§ **EXERCISE**
Edit the entries starting at the line that contains "Pinpoint every instance of dry grass." and ending at the line that contains "[785,347,906,360]", replacing "fuselage" with "hull" and leaving everything else unchanged. Give back only those lines.

(Region labeling entries)
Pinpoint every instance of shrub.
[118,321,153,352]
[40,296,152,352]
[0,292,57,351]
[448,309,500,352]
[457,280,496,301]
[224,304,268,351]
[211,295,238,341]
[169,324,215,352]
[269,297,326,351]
...
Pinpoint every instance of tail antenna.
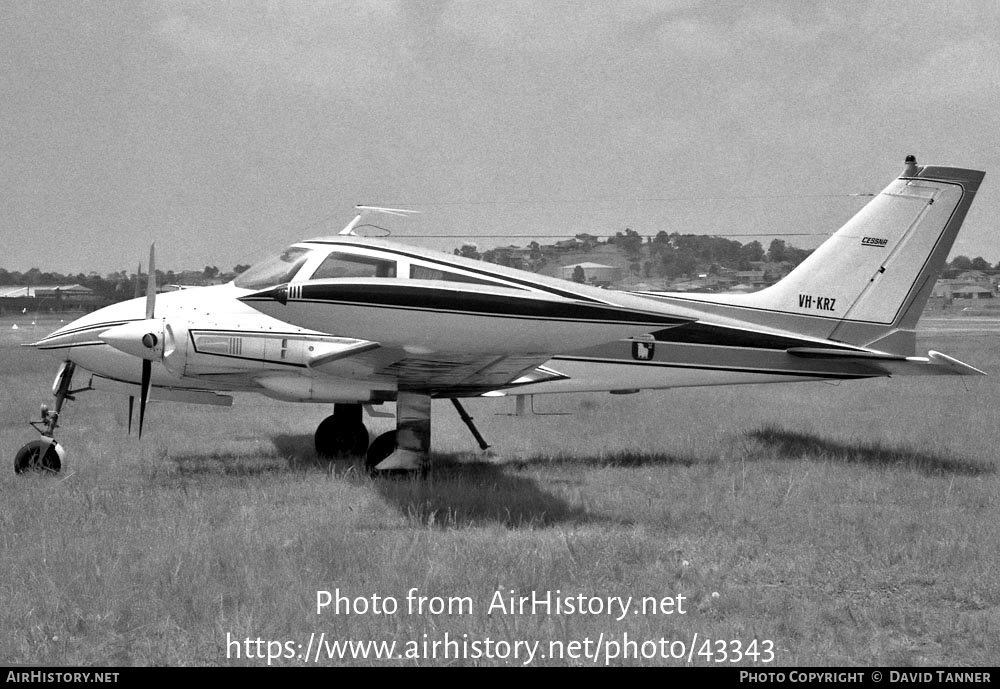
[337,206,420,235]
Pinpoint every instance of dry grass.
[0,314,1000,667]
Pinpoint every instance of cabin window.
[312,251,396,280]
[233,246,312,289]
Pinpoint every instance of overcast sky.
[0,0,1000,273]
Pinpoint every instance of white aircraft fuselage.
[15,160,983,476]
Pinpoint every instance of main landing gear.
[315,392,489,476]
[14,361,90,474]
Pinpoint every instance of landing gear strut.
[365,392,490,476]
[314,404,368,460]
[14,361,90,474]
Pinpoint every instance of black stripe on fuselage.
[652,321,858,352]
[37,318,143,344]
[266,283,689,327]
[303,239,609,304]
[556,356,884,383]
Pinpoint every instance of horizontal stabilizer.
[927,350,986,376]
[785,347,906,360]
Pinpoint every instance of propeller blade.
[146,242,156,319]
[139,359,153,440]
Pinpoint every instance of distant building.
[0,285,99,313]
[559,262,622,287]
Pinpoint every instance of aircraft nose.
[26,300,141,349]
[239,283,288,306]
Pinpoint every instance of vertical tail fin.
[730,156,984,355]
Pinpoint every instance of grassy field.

§ **CORRECT RESULT**
Pinpoint every instance of dry grass.
[0,314,1000,667]
Pinpoint every instance of cabin window.
[312,251,396,280]
[233,246,312,289]
Pinpoint every instance of overcast sky.
[0,0,1000,273]
Pinpoint every instance of white aircraft hull.
[15,160,983,476]
Pinpoint every instance of main landing gear.
[315,392,489,476]
[14,361,90,474]
Pinpoint every instance of landing gear strut.
[365,392,490,476]
[314,404,368,460]
[14,361,90,474]
Pinpoint every instance of black stripe on hull.
[652,321,858,352]
[37,318,143,344]
[266,283,689,327]
[303,239,609,304]
[556,356,884,383]
Pinpoint every instance of horizontal stabilizer.
[927,350,986,376]
[785,347,906,360]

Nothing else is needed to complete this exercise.